03 November 2009

No one you see, is smarter than he

There is an interesting article in today's Guardian examining the intelligence of dolphins.

It starts by recounting the behaviour of a dolphin called Kelly at the Institute for Marine Mammal Studies in Mississippi, who in response to fishy rewards from trainers for giving them litter that ends up in her pool, has learned to hide pieces of paper at the bottom of the pool, in effect banking her favours to be redeemed at a later stage. What's more she has learned how to get a return on her investment:
"Kelly has taken this task one step further. When people drop paper into the water she hides it under a rock at the bottom of the pool. The next time a trainer passes, she goes down to the rock and tears off a piece of paper to give to the trainer. After a fish reward, she goes back down, tears off another piece of paper, gets another fish, and so on. This behaviour is interesting because it shows that Kelly has a sense of the future and delays gratification. She has realised that a big piece of paper gets the same reward as a small piece and so delivers only small pieces to keep the extra food coming."
This immediately brought to mind the discovery of the Dead Sea Scrolls by Bedouin goat herds in 1946, who quickly discovered that they would make more money by ripping up intact scrolls and selling them as individual scraps of paper rather than by selling whole scrolls, as antiquities dealers foolishly paid by the item, not by the square meter. Biblical scholars kept coming back to buy more parchment scraps and the scrolls continued to be torn to shreds, and as a result are now scattered in public and private collections around the world and their subsequent translation and publication remains a source of ongoing controversy.

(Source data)
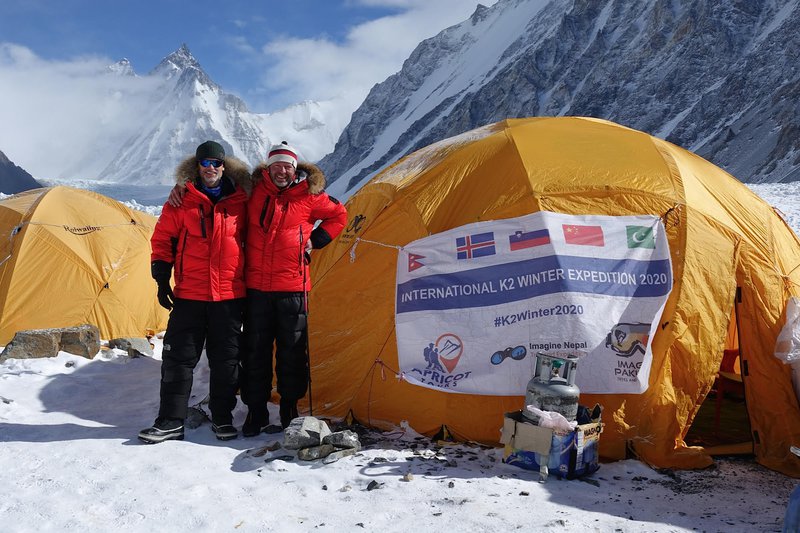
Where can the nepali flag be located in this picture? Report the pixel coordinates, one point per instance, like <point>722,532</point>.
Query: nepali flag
<point>414,262</point>
<point>478,245</point>
<point>521,240</point>
<point>583,235</point>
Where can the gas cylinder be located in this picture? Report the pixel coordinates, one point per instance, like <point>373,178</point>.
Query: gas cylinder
<point>552,387</point>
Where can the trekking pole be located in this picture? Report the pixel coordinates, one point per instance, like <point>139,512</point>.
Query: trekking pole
<point>305,331</point>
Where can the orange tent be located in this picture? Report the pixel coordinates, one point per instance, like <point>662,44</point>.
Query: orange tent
<point>735,266</point>
<point>69,257</point>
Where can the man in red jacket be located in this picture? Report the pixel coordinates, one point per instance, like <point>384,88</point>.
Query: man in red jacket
<point>203,240</point>
<point>288,199</point>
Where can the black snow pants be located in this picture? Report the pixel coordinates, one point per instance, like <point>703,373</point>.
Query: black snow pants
<point>191,324</point>
<point>279,319</point>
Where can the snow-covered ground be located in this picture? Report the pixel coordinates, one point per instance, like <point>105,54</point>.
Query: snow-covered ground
<point>70,460</point>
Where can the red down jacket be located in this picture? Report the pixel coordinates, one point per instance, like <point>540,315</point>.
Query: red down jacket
<point>205,244</point>
<point>280,222</point>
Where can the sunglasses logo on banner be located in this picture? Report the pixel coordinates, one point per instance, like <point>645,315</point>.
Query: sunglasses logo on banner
<point>517,354</point>
<point>627,339</point>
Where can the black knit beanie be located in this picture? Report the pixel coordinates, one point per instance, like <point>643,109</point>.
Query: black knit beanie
<point>210,150</point>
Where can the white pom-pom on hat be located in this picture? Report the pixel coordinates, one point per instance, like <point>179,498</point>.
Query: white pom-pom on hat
<point>282,153</point>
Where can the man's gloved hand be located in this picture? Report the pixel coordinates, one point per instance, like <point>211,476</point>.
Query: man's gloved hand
<point>165,296</point>
<point>161,272</point>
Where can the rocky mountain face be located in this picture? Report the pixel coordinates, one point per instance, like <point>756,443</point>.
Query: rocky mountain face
<point>14,179</point>
<point>185,108</point>
<point>718,78</point>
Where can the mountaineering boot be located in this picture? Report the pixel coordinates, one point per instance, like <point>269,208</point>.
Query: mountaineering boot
<point>254,424</point>
<point>224,431</point>
<point>288,411</point>
<point>161,430</point>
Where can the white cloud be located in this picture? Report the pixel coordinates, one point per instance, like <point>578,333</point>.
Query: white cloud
<point>321,69</point>
<point>55,112</point>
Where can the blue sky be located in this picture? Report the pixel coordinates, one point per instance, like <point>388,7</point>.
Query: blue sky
<point>271,53</point>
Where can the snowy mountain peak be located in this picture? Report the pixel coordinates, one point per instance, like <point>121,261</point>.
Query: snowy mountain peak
<point>481,12</point>
<point>717,78</point>
<point>123,67</point>
<point>177,62</point>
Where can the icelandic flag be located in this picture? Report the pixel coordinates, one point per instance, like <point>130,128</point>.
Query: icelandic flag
<point>477,245</point>
<point>521,240</point>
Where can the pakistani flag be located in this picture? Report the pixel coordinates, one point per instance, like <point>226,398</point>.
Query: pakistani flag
<point>640,237</point>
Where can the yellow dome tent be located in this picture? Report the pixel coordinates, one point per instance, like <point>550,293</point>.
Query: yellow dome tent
<point>734,260</point>
<point>70,257</point>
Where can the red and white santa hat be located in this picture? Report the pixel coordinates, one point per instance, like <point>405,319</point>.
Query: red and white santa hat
<point>282,153</point>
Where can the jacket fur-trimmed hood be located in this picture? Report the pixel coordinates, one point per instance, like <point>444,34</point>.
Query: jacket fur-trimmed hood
<point>308,171</point>
<point>236,170</point>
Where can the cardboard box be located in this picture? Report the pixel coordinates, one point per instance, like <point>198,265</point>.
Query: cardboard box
<point>536,448</point>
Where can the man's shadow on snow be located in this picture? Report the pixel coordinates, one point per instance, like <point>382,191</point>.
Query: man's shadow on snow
<point>108,398</point>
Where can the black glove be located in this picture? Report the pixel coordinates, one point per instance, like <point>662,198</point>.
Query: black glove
<point>161,272</point>
<point>165,296</point>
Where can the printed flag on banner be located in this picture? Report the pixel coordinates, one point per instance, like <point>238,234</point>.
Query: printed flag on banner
<point>478,245</point>
<point>583,235</point>
<point>640,237</point>
<point>475,326</point>
<point>521,240</point>
<point>414,262</point>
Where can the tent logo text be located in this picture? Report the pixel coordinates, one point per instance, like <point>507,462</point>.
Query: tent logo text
<point>82,230</point>
<point>356,224</point>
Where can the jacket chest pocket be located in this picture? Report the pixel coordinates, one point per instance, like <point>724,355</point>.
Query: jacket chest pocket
<point>198,222</point>
<point>273,212</point>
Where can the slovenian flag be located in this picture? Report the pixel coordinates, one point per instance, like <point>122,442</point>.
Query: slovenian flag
<point>521,240</point>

> **EXERCISE 1**
According to the dolphin post, in what year did Bedouin goat herders find the Dead Sea Scrolls?
> **EXERCISE 2**
Copy everything in the dolphin post from "This immediately brought" down to "of ongoing controversy.".
> **EXERCISE 3**
Write what comes next in the dolphin post, picking up after its last sentence.

> **TASK RESPONSE 1**
1946

> **TASK RESPONSE 2**
This immediately brought to mind the discovery of the Dead Sea Scrolls by Bedouin goat herds in 1946, who quickly discovered that they would make more money by ripping up intact scrolls and selling them as individual scraps of paper rather than by selling whole scrolls, as antiquities dealers foolishly paid by the item, not by the square meter. Biblical scholars kept coming back to buy more parchment scraps and the scrolls continued to be torn to shreds, and as a result are now scattered in public and private collections around the world and their subsequent translation and publication remains a source of ongoing controversy.

> **TASK RESPONSE 3**
All this suggests that dolphins are at least as intelligent as Bedouin goat herds, and that their handlers are as trainable as Biblical Archaeologists.

In both cases the original intent of the purchasers was subverted by the sellers through the inevitable flaws of the capitalist system*. The handlers wanted a litter-free pool, but by monetizing the clean-up they in fact incentivized the production of litter by the dolphin herself. The biblical scholars wanted the scrolls, but instead their behaviour ended up destroying the very artifacts they coveted. The introduction of a monetary reward in both cases led almost immediately to the seller trying to game the system.

It was thus with a sense of crushing inevitability that I read this week of the Minister for Finance's decision to cede control of the banking and property fiasco to the private sector. After creating the state-run National Asset Management Agency to use €54 billion of public money to buy bad assets from the banks at above market rates, Brian Lenihan has now decided to create a Special Purpose Vehicle that will administer this public money and manage the toxic assets. 49% of the SPV will be owned by NAMA, and 51% by private investors. The private sector, and in all probability the same individuals who created the financial collapse, will now be handed complete control over the vehicle that will further reward their reckless behavior by cleaning up their mess at above market rates using money borrowed by the government that successive generations of tax-payers will be paying-off for many, many years.

Yesterday alone in the High Court 76 cases involving mortgage defaulters were heard, resulting in 18 repossessions. According to today's Examiner one person has been sent to jail for non-payment of debts every single day since the bank bailout began:
"The official Department of Justice figures show the problem of spiraling debt led to 306 cases of imprisonment last year and 186 cases up to June of this year – the latest date for which figures are available. This does not include the estimated 25,000 cases of homeowners in mortgage arrears."
While ordinary citizens continue to suffer Minister Lenihan further rewards the financial leaders that created this crisis and now is incentivizing their destructive behavior with public money.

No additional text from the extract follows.